◆ Written request: Pick out every line in the items below that contains the string "camouflage", and copy each one. Case counts.

◆ Stored data:
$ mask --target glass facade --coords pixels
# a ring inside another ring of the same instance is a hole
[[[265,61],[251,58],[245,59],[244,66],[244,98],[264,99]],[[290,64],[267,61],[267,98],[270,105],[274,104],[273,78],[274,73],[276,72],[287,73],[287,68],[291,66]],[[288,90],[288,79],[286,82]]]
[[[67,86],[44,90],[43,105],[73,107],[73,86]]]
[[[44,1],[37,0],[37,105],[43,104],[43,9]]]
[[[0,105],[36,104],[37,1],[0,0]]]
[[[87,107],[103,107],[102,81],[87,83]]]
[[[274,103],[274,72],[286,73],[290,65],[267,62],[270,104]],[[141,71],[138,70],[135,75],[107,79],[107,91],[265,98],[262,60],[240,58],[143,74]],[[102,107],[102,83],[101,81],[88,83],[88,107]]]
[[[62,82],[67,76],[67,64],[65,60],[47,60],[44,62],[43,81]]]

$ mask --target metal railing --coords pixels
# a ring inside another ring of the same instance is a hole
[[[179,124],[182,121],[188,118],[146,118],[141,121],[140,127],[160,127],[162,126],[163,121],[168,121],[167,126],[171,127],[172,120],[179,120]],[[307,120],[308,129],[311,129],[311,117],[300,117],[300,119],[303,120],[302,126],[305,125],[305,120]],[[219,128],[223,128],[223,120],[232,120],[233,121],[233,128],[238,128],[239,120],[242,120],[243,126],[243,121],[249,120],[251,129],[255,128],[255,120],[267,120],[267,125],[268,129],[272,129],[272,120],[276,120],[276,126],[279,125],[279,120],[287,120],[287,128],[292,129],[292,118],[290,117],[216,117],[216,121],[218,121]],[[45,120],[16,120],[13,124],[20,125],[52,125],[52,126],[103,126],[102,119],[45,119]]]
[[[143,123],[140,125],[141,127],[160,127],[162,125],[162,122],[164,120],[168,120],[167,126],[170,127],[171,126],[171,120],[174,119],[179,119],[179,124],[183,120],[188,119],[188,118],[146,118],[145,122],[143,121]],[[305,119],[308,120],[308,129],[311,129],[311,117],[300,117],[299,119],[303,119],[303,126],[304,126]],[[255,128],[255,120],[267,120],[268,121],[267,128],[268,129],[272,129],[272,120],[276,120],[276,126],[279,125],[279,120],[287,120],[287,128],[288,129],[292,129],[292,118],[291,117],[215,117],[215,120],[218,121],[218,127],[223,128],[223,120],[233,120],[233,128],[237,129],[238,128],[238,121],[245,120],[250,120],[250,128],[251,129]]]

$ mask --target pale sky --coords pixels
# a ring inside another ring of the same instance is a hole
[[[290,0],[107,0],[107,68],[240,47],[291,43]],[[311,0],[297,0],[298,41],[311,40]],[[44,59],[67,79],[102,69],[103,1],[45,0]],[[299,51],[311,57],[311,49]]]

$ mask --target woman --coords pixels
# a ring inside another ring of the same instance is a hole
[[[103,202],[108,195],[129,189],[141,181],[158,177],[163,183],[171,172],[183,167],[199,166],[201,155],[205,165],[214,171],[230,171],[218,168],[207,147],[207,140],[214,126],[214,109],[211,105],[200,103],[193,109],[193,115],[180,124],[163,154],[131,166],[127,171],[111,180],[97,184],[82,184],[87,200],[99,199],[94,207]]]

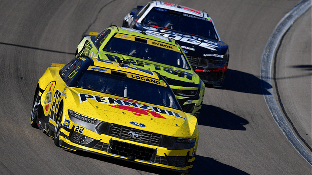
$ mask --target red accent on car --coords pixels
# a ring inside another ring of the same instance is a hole
[[[127,110],[128,111],[132,112],[134,114],[135,114],[136,115],[139,115],[139,116],[141,116],[142,115],[149,115],[149,114],[150,114],[153,117],[161,118],[161,119],[166,119],[165,117],[163,117],[160,114],[159,114],[159,113],[155,111],[149,111],[149,110],[144,110],[142,109],[138,109],[137,108],[131,107],[130,106],[125,106],[121,105],[109,105],[111,107],[113,107]]]
[[[176,4],[172,4],[171,3],[164,2],[164,4],[170,5],[170,6],[175,6],[175,7],[177,7],[177,5],[176,5]],[[189,10],[190,11],[192,11],[192,12],[195,12],[195,13],[196,13],[197,14],[198,14],[199,15],[201,15],[201,12],[200,12],[199,11],[197,11],[197,10],[194,10],[194,9],[192,9],[191,8],[187,8],[187,7],[185,7],[180,6],[180,7],[182,8],[183,9]]]
[[[227,66],[224,66],[222,68],[217,68],[216,69],[212,69],[212,70],[209,70],[209,71],[205,71],[205,70],[202,70],[202,69],[196,69],[195,70],[195,72],[225,72],[228,69],[228,67]]]

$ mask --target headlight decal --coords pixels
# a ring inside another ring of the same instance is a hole
[[[84,122],[88,122],[89,123],[92,123],[92,124],[94,124],[96,122],[97,122],[97,120],[92,118],[91,117],[87,117],[86,116],[84,116],[83,115],[81,115],[79,113],[78,113],[77,112],[75,112],[73,111],[71,111],[70,110],[68,110],[68,113],[69,114],[69,115],[70,115],[71,116],[79,119],[80,120],[82,120]]]

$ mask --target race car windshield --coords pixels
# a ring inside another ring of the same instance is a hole
[[[120,75],[87,70],[76,87],[182,110],[169,87]]]
[[[127,39],[127,37],[133,39]],[[149,44],[146,39],[117,33],[107,43],[103,50],[191,70],[191,67],[181,51],[177,49],[178,48],[159,42],[149,41],[154,43],[154,45]]]
[[[219,39],[210,19],[175,11],[154,7],[142,23],[213,39]]]

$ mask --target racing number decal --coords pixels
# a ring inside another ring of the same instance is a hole
[[[55,91],[55,92],[54,92],[54,95],[53,96],[54,99],[53,100],[53,103],[52,104],[50,118],[54,122],[56,122],[58,103],[59,103],[59,99],[60,98],[61,94],[62,92],[60,92],[58,89],[57,89]]]
[[[84,130],[84,127],[79,127],[79,126],[76,126],[76,128],[75,128],[75,131],[78,132],[81,134],[83,132],[83,130]]]

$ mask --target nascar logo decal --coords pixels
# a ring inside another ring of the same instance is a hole
[[[108,105],[111,107],[132,112],[134,114],[138,116],[151,115],[155,117],[166,119],[161,115],[165,114],[185,119],[185,118],[181,116],[178,113],[165,109],[161,109],[157,107],[141,104],[134,100],[126,99],[113,99],[110,97],[103,97],[84,94],[79,94],[79,98],[80,103],[88,101],[89,99],[94,99],[96,102],[108,104]]]

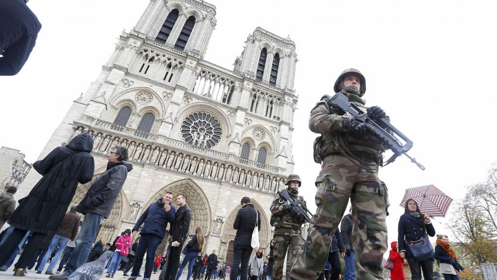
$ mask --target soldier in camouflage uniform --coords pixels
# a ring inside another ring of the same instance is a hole
[[[300,200],[305,204],[304,198],[299,196],[299,188],[302,184],[300,177],[297,174],[291,174],[286,179],[285,185],[290,197],[295,200]],[[285,201],[279,196],[271,205],[271,225],[274,227],[274,247],[273,256],[274,264],[271,280],[281,280],[283,267],[287,252],[290,251],[287,260],[287,271],[290,272],[293,259],[304,243],[301,227],[306,222],[305,218],[290,205],[284,205]]]
[[[373,121],[385,117],[379,107],[365,107],[361,98],[366,80],[357,70],[344,70],[333,87]],[[326,263],[331,237],[346,210],[352,207],[352,245],[356,279],[383,279],[382,260],[387,249],[387,188],[378,176],[384,151],[381,142],[368,135],[366,125],[331,108],[325,95],[311,112],[309,128],[321,134],[314,143],[315,160],[322,163],[316,180],[316,213],[307,239],[297,255],[290,279],[314,280]]]

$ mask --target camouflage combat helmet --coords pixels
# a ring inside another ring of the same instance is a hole
[[[290,174],[288,175],[288,177],[286,178],[286,182],[285,182],[285,185],[288,186],[290,184],[290,182],[295,181],[296,182],[299,182],[299,187],[302,184],[302,181],[300,180],[300,176],[297,174]]]
[[[359,97],[361,97],[364,95],[364,93],[366,92],[366,78],[364,78],[360,71],[355,68],[347,68],[340,74],[338,78],[336,79],[336,81],[335,82],[335,85],[333,86],[333,89],[335,92],[340,91],[340,85],[341,84],[342,80],[347,75],[355,75],[359,77],[361,80],[361,90],[359,92]]]

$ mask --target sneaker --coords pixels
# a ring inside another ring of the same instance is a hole
[[[59,274],[59,275],[51,275],[48,277],[50,280],[65,280],[67,279],[67,276],[65,274]]]

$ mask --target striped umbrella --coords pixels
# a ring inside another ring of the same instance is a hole
[[[432,217],[445,217],[452,202],[452,199],[433,185],[406,189],[400,206],[405,207],[406,202],[411,199],[417,203],[421,213]]]

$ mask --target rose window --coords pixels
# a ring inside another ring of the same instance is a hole
[[[194,113],[183,121],[181,136],[185,142],[212,148],[221,140],[223,129],[214,117],[207,113]]]

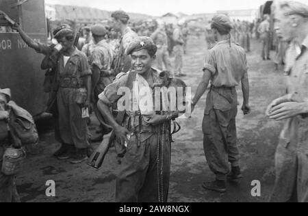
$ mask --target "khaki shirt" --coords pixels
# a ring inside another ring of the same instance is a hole
[[[176,44],[183,45],[184,44],[184,37],[179,27],[176,28],[173,31],[173,40]]]
[[[166,45],[168,44],[168,37],[164,29],[157,29],[156,30],[151,36],[154,43],[157,45]]]
[[[79,79],[92,75],[86,54],[79,51],[77,48],[65,66],[64,55],[63,53],[61,53],[57,66],[60,78],[77,78]]]
[[[95,65],[101,71],[111,71],[114,58],[112,48],[105,40],[102,40],[92,49],[89,62],[92,67]]]
[[[308,36],[299,44],[291,43],[287,52],[287,93],[290,100],[308,102]],[[308,118],[300,115],[288,119],[281,133],[280,144],[294,149],[303,149],[308,154]]]
[[[214,86],[237,86],[248,70],[245,51],[234,43],[231,43],[230,46],[229,40],[221,41],[206,55],[203,66],[205,70],[211,72]]]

◆ Written answer:
$ mask --target soldier in camouflage uniform --coords pixels
$ mask --target camouflage combat helmet --coords pixels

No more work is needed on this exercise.